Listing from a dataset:
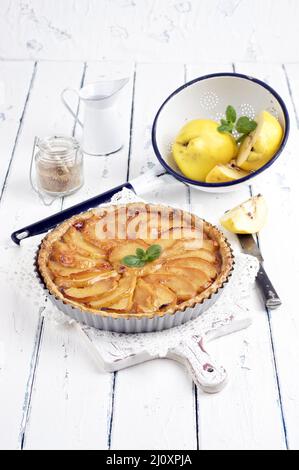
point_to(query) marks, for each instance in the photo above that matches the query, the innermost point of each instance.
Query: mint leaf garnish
(141, 257)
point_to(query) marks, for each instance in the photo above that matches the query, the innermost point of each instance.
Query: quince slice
(248, 217)
(223, 173)
(261, 144)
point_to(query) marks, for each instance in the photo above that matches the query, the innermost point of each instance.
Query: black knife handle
(270, 295)
(46, 224)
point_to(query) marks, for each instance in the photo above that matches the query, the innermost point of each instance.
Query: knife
(270, 295)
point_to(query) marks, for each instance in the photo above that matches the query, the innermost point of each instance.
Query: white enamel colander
(207, 98)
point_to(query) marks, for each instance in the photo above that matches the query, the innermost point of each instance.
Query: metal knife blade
(250, 246)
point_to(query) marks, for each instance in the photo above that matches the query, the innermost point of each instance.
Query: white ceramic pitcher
(102, 128)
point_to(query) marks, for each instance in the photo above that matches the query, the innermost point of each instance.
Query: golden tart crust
(83, 269)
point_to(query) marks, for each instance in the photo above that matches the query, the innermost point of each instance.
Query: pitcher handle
(63, 99)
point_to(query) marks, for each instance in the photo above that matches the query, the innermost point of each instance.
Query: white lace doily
(184, 343)
(114, 351)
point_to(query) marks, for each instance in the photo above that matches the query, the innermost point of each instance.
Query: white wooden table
(52, 394)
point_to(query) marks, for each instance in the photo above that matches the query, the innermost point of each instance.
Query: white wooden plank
(20, 326)
(15, 80)
(277, 241)
(150, 30)
(246, 414)
(155, 399)
(77, 412)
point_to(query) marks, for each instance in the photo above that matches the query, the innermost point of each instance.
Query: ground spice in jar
(59, 165)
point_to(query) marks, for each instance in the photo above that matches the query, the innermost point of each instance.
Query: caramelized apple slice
(124, 249)
(75, 240)
(164, 297)
(123, 304)
(90, 292)
(179, 233)
(180, 286)
(62, 253)
(58, 270)
(101, 268)
(209, 245)
(196, 263)
(124, 288)
(203, 254)
(165, 244)
(143, 297)
(152, 297)
(198, 279)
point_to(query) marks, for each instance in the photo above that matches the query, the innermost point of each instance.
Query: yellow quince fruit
(261, 144)
(248, 217)
(223, 173)
(199, 146)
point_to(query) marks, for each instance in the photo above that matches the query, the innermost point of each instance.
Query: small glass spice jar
(58, 165)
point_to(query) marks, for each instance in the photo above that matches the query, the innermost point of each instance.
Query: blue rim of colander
(240, 180)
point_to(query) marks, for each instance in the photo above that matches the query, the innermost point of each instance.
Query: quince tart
(134, 260)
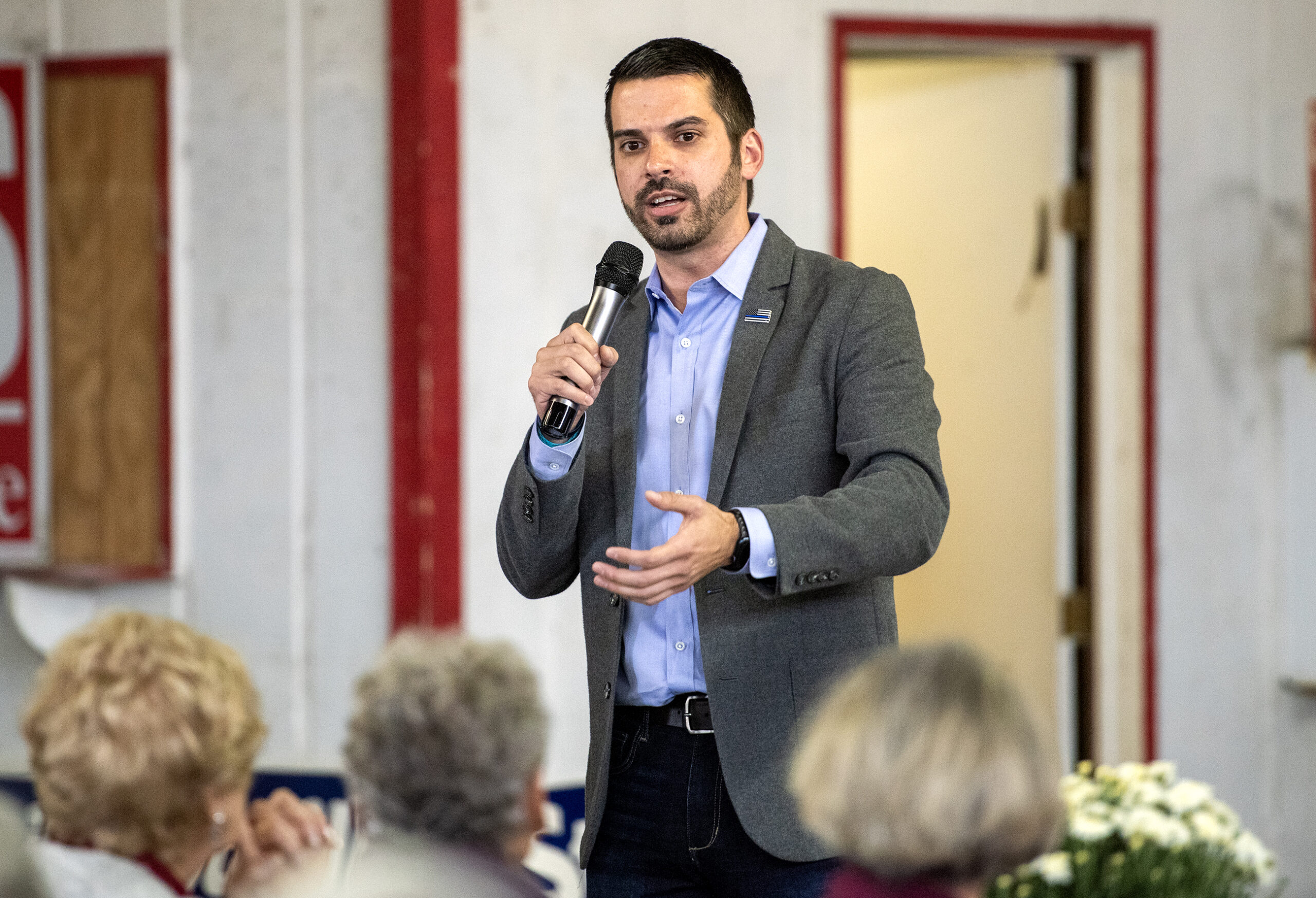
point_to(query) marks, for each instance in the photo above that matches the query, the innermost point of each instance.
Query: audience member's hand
(283, 835)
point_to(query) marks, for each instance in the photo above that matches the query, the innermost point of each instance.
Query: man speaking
(757, 460)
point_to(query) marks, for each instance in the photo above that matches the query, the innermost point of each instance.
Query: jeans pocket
(624, 746)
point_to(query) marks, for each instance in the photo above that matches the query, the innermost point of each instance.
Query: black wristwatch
(740, 558)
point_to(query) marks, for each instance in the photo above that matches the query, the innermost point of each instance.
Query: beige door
(952, 168)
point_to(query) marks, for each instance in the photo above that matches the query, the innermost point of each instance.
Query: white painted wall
(539, 207)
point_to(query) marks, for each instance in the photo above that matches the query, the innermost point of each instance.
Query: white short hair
(445, 737)
(924, 763)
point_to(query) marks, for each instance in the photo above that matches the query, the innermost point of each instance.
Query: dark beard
(666, 234)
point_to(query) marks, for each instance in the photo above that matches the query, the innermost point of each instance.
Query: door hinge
(1077, 615)
(1077, 208)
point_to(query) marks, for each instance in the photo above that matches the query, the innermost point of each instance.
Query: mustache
(690, 191)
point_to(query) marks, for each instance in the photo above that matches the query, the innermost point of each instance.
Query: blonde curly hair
(133, 722)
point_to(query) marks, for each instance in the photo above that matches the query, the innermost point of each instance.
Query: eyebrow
(675, 125)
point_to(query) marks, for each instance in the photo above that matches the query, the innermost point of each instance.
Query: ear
(752, 154)
(535, 798)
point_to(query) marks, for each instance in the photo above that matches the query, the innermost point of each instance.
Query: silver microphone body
(605, 304)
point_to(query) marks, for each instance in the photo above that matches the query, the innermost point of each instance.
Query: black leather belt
(689, 711)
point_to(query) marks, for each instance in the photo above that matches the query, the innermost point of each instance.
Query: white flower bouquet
(1138, 830)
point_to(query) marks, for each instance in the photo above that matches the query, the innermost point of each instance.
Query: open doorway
(1002, 172)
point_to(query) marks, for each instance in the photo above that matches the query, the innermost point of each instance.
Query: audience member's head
(925, 764)
(447, 742)
(142, 735)
(19, 876)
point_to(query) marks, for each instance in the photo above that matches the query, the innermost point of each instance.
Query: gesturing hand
(576, 356)
(281, 838)
(706, 542)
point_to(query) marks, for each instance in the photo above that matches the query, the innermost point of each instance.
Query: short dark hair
(680, 56)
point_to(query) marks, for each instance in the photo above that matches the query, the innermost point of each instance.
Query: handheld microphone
(614, 280)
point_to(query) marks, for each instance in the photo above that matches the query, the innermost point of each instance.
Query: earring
(217, 822)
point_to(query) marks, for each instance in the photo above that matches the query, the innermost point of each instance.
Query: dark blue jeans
(669, 828)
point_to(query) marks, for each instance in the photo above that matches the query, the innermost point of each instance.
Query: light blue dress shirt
(678, 422)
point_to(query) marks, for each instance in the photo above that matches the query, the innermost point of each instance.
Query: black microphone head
(626, 257)
(620, 267)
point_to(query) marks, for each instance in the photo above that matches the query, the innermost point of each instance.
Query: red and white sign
(16, 488)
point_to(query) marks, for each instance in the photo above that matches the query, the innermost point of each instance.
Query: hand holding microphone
(569, 372)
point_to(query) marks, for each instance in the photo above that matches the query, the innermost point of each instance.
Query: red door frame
(424, 314)
(157, 69)
(1063, 36)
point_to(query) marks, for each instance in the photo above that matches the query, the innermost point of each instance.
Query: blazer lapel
(631, 339)
(766, 290)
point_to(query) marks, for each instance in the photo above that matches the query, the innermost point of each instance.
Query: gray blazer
(827, 423)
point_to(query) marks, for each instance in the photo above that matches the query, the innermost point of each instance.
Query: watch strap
(740, 558)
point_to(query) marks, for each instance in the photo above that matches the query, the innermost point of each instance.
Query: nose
(660, 164)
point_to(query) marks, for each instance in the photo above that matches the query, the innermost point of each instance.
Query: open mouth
(665, 202)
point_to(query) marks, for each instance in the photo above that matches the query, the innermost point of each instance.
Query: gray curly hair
(445, 735)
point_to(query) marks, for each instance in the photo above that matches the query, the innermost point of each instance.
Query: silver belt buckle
(687, 715)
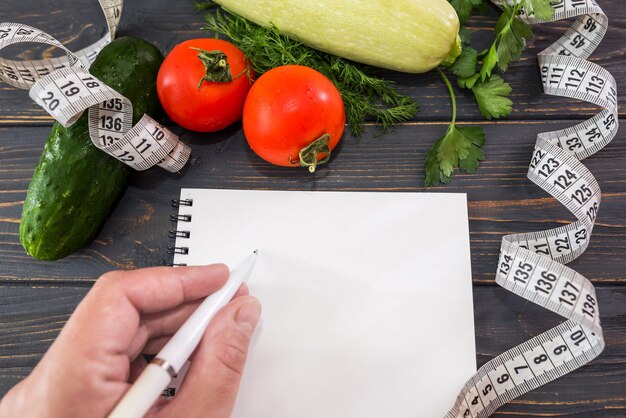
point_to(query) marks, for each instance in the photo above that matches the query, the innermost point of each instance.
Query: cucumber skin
(75, 185)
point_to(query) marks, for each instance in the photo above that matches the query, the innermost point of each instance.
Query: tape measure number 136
(64, 88)
(531, 265)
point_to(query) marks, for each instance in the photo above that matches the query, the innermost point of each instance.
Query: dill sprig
(365, 97)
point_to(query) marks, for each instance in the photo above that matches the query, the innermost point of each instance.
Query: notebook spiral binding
(175, 233)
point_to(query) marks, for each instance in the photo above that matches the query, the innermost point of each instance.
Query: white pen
(158, 374)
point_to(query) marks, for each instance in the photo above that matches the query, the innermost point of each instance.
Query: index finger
(157, 289)
(108, 318)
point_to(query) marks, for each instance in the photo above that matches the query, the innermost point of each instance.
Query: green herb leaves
(459, 148)
(365, 96)
(491, 97)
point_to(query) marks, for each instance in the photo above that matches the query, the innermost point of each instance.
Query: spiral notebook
(367, 297)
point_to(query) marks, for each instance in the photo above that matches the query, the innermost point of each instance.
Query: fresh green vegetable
(364, 96)
(412, 36)
(75, 185)
(458, 148)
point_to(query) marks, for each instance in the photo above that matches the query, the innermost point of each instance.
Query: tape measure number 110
(64, 88)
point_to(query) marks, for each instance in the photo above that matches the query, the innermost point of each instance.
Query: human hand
(97, 355)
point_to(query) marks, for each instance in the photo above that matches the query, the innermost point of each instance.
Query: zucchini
(75, 185)
(412, 36)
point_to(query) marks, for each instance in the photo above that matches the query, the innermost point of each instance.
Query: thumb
(210, 387)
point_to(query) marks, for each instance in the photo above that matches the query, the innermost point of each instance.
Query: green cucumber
(75, 185)
(412, 36)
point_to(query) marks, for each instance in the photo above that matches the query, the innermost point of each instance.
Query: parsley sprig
(460, 147)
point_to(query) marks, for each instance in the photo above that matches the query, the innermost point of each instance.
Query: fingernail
(248, 315)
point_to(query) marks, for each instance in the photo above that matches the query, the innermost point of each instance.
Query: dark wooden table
(37, 297)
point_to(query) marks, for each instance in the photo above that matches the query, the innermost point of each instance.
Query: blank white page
(367, 298)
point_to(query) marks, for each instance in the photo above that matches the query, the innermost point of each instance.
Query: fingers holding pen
(156, 329)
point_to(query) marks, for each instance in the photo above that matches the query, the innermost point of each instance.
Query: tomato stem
(216, 66)
(308, 154)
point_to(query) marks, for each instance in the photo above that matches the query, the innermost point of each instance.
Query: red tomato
(290, 108)
(203, 106)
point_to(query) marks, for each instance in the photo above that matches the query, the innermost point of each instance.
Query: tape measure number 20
(64, 88)
(530, 264)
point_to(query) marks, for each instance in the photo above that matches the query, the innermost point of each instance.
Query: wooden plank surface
(168, 22)
(501, 199)
(502, 320)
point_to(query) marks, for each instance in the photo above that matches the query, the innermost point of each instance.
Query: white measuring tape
(530, 264)
(64, 88)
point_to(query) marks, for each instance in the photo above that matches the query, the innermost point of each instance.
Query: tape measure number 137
(531, 265)
(64, 88)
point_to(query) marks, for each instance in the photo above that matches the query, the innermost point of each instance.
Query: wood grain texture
(502, 320)
(501, 199)
(167, 23)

> **WHAT IS ASKED**
Report every line of the listing that contains the string "cucumber".

> **OUTPUT**
Query: cucumber skin
Query: green cucumber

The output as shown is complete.